** DATASET RECORDS follows **
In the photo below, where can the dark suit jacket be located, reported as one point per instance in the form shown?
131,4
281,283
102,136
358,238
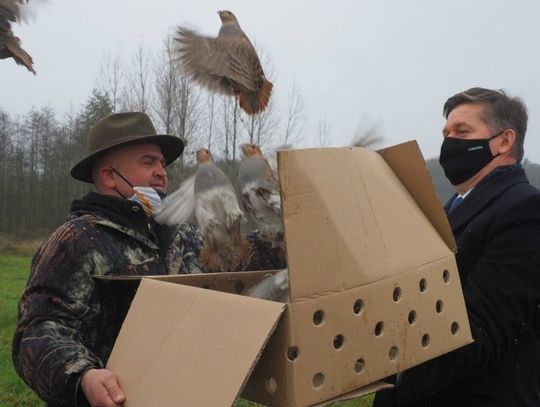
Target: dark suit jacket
497,230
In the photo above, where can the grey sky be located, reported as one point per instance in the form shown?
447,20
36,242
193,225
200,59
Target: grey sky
386,61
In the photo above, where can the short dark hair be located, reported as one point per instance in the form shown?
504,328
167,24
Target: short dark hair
501,112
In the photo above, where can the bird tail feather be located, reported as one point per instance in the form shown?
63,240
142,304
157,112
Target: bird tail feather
253,103
210,259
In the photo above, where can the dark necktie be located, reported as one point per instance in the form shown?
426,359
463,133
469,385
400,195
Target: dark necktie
455,203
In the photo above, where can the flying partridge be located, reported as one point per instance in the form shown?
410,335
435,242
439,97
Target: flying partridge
227,64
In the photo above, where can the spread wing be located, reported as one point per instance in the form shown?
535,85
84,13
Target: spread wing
179,206
10,45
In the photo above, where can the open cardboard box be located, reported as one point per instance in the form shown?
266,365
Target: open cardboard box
374,290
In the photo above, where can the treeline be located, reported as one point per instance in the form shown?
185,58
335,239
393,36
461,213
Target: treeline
38,149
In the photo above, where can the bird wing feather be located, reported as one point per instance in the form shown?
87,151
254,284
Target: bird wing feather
205,59
179,206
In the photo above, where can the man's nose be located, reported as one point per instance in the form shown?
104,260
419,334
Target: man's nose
161,170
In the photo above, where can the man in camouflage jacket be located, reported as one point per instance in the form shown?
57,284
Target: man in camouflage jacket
69,320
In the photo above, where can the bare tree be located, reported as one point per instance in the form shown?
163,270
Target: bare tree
368,133
324,133
110,78
138,93
166,85
294,121
262,128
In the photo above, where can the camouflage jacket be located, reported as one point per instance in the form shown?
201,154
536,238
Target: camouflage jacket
68,320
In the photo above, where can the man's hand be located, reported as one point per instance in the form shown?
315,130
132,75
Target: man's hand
100,386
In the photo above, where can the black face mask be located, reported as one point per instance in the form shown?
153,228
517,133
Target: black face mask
462,158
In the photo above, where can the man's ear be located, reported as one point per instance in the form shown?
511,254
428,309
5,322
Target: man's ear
105,176
508,140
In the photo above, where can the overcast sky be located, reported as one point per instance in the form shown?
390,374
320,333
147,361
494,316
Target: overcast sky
355,62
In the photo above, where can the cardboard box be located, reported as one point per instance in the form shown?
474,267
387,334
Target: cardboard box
374,290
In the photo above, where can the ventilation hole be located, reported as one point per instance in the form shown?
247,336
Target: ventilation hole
412,317
425,340
338,341
358,307
292,353
393,353
439,306
271,385
359,365
396,294
239,287
318,380
318,317
446,276
379,327
423,285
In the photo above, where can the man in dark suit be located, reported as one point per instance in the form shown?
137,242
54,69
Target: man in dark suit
495,218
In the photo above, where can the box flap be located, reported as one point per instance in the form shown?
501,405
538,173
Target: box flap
349,220
370,388
232,282
181,345
413,174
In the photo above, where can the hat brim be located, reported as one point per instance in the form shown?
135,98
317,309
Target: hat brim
171,148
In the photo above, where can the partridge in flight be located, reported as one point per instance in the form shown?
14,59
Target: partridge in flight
227,64
10,45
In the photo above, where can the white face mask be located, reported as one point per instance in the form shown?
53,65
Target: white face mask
150,199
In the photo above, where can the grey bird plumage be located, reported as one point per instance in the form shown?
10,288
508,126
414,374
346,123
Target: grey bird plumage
258,187
10,45
227,64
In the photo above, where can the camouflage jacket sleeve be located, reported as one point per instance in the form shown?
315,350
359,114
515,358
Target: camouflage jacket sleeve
49,348
263,256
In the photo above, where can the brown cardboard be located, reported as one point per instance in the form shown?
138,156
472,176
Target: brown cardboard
186,346
374,290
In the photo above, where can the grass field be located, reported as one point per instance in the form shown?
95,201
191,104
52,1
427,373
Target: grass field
14,266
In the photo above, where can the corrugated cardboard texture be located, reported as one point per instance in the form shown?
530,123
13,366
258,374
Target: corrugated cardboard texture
349,221
375,287
185,346
335,343
414,176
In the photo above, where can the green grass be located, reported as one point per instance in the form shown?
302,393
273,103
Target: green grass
13,275
13,392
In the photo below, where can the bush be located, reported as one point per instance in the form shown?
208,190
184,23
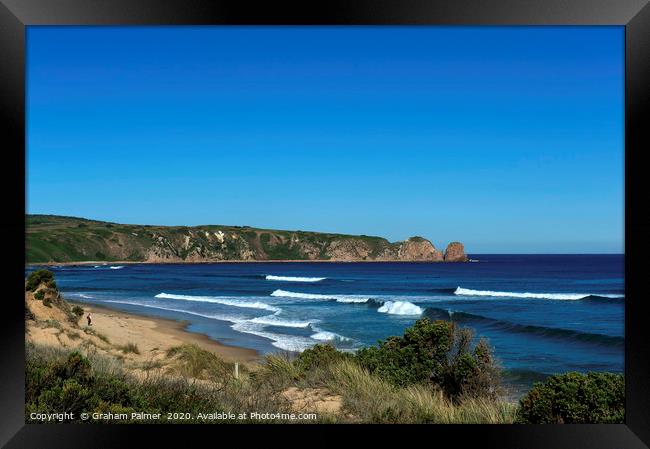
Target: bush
130,347
436,352
37,277
575,398
194,361
319,356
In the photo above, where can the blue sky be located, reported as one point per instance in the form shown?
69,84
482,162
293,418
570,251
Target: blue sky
509,139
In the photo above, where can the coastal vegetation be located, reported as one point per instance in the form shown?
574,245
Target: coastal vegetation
53,239
437,372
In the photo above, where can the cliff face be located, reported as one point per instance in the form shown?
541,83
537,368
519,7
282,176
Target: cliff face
67,239
455,252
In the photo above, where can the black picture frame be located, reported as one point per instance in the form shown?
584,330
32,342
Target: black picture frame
634,15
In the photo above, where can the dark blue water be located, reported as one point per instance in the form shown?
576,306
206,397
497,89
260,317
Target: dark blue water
543,314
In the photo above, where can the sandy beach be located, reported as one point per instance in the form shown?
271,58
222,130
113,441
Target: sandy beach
112,330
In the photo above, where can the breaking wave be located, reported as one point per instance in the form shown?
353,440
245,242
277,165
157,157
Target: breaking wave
558,296
338,298
272,320
543,331
270,277
220,300
400,308
322,335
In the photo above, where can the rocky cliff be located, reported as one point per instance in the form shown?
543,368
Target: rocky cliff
53,238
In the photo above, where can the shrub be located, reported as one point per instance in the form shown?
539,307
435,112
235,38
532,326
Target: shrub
35,278
130,347
575,398
319,356
29,315
194,361
437,352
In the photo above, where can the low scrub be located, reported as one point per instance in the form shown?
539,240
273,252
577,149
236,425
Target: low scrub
57,381
129,348
575,398
38,277
374,400
77,311
193,361
438,353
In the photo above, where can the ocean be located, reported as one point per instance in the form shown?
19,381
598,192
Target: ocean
543,314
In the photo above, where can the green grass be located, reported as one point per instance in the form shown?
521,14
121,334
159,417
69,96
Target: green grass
70,239
129,348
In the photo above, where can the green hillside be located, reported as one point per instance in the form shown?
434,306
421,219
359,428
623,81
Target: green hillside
52,238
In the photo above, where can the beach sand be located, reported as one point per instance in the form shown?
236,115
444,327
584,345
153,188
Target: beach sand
151,333
113,330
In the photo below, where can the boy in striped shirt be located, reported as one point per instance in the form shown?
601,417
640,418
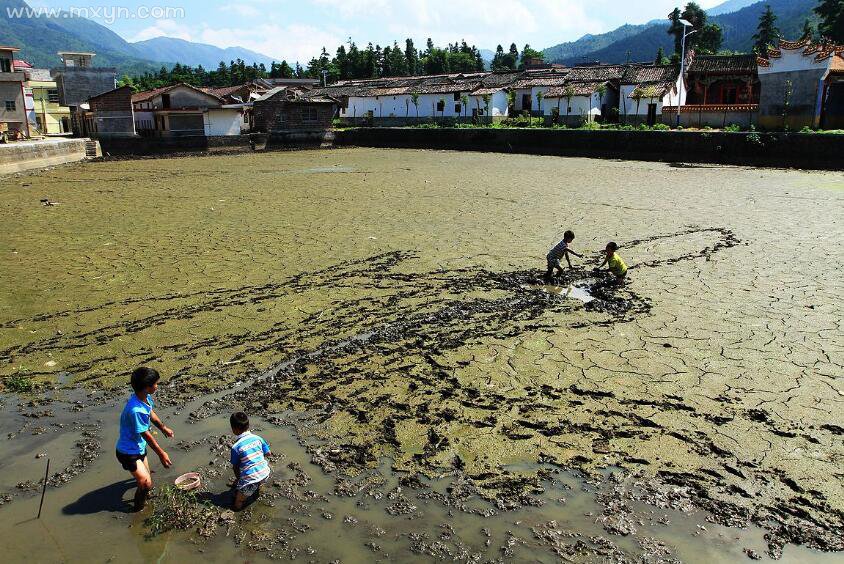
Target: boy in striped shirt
561,250
248,459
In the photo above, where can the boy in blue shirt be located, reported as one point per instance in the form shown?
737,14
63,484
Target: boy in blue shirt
248,459
135,433
561,250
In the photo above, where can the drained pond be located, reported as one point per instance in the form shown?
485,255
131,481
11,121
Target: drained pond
381,316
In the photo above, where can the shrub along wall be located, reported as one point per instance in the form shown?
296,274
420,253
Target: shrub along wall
797,150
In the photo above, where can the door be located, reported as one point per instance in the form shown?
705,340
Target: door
651,115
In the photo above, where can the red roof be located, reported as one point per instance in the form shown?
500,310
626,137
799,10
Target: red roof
821,51
149,94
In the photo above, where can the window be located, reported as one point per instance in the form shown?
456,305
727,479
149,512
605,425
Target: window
310,114
651,114
527,102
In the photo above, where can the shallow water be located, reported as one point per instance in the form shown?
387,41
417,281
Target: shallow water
397,305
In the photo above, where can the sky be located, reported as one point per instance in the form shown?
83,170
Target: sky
298,29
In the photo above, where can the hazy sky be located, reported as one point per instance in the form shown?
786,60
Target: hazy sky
298,29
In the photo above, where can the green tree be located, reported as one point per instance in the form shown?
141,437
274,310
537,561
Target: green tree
498,59
808,31
831,26
767,33
126,80
487,98
527,54
708,38
411,58
414,97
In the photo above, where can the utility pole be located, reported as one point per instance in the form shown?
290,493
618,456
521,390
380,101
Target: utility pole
680,100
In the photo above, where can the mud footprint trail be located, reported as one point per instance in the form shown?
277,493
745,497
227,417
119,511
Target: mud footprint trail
716,369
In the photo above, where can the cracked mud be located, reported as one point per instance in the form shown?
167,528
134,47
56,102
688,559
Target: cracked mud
396,304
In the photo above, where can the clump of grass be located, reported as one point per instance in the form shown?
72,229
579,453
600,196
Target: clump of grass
175,509
18,384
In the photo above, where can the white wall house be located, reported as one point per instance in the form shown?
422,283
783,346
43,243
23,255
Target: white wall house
443,104
587,103
182,109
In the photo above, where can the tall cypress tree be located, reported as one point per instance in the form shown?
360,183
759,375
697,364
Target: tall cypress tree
767,33
831,26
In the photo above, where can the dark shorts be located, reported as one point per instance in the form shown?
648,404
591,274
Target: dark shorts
130,461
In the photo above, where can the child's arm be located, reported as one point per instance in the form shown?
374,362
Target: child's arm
168,432
163,456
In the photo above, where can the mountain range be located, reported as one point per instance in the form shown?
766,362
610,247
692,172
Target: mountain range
41,38
641,42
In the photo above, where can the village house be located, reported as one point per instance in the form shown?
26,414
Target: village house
802,85
646,90
182,109
13,120
110,114
45,112
76,81
290,116
399,100
587,94
568,95
722,90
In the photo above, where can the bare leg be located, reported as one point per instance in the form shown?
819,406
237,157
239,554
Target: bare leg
239,500
144,479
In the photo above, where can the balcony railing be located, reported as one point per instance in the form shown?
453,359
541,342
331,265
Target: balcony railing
710,108
12,77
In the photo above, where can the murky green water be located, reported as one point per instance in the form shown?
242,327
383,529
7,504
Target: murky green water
400,305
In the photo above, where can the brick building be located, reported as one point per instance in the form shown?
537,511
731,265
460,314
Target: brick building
291,115
111,114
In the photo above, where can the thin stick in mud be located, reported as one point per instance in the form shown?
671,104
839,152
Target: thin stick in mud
44,489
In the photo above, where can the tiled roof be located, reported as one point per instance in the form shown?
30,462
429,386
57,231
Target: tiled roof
224,91
548,80
597,73
651,73
821,51
575,89
728,64
150,94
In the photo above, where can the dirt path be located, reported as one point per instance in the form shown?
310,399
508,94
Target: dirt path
400,288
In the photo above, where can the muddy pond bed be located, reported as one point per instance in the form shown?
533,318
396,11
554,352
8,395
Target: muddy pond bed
380,314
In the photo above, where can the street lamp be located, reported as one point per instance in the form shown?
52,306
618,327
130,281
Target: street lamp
686,23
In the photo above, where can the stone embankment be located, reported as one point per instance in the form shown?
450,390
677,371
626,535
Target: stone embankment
781,150
29,155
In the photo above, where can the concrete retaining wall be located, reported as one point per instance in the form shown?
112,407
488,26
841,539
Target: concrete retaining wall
761,149
148,146
30,155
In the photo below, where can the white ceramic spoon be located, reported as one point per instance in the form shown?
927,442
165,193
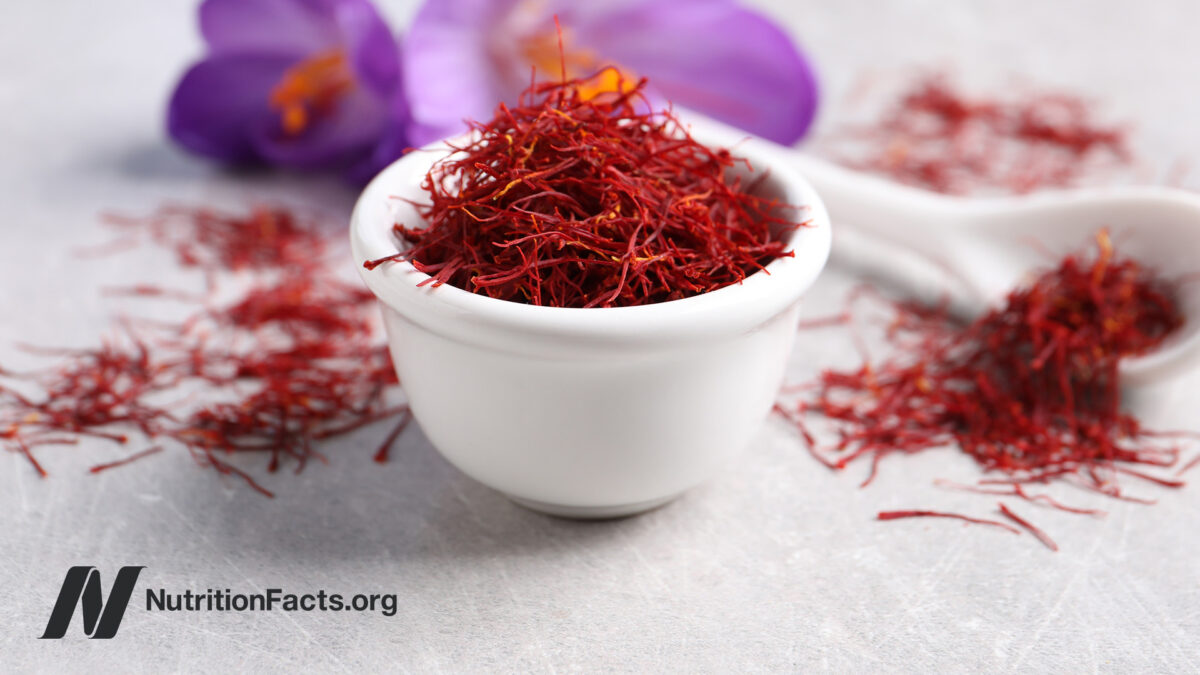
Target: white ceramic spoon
993,244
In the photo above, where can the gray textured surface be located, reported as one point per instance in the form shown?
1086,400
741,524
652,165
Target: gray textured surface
777,565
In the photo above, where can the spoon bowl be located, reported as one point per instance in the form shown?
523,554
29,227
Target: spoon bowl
991,245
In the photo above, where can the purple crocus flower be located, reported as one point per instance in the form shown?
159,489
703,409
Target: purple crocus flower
714,57
298,83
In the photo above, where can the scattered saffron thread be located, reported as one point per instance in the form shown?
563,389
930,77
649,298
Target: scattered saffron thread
1030,390
937,138
1042,536
574,202
919,513
291,359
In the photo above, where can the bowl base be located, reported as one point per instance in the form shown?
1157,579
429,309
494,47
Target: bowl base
593,513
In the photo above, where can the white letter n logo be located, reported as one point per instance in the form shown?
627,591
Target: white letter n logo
100,619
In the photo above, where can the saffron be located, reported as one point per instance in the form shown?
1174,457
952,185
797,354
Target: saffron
289,360
586,202
935,137
1030,390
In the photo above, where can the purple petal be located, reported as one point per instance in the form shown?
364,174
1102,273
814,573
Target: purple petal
451,70
304,29
331,139
372,48
281,27
390,147
712,57
220,100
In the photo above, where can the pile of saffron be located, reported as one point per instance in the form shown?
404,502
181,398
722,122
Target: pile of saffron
1030,390
937,138
270,360
575,202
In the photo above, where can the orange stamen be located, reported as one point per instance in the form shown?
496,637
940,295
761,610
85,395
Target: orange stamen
543,52
311,89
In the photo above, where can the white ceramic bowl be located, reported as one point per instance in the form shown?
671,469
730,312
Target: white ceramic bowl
587,412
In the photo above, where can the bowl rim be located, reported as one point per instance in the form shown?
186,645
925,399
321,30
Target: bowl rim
449,310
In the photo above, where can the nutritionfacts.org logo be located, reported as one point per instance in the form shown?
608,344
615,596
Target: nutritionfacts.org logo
102,616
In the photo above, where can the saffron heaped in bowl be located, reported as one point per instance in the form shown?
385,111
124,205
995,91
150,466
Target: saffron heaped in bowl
589,412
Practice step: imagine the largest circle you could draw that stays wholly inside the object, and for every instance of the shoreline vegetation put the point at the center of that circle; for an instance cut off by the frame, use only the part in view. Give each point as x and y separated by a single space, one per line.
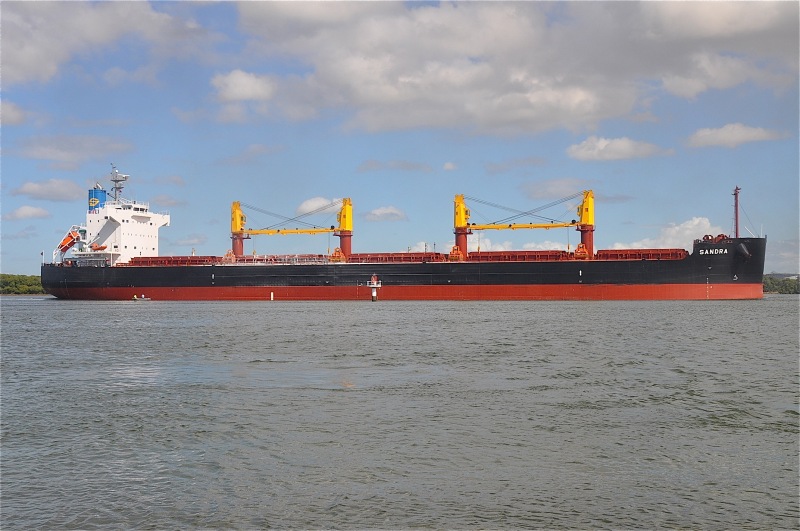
32 284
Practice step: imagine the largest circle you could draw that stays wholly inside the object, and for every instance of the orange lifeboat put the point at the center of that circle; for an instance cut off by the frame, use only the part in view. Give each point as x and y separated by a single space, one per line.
68 241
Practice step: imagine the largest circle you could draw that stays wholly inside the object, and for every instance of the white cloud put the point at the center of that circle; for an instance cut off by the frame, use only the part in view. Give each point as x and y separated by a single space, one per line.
597 148
731 135
675 236
52 190
11 114
388 213
26 212
242 86
513 68
69 152
709 71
** End of DATASET RECORDS **
### PROMPT
Above are the records; copy each line from them that includes the string "below".

### FINAL ANSWER
In the photo below, where can the dark suit jacket be located, reported as one point per instance in the form shown?
In the photo below, where can the bush be located, reported as one point per instance in the form shown?
In the photo below, where can the boy in striped shirt be located, reported as one point per instance in the form shown?
In the photo below, where can the white ceramic spoon be located, reported as one point per instance in the form shown?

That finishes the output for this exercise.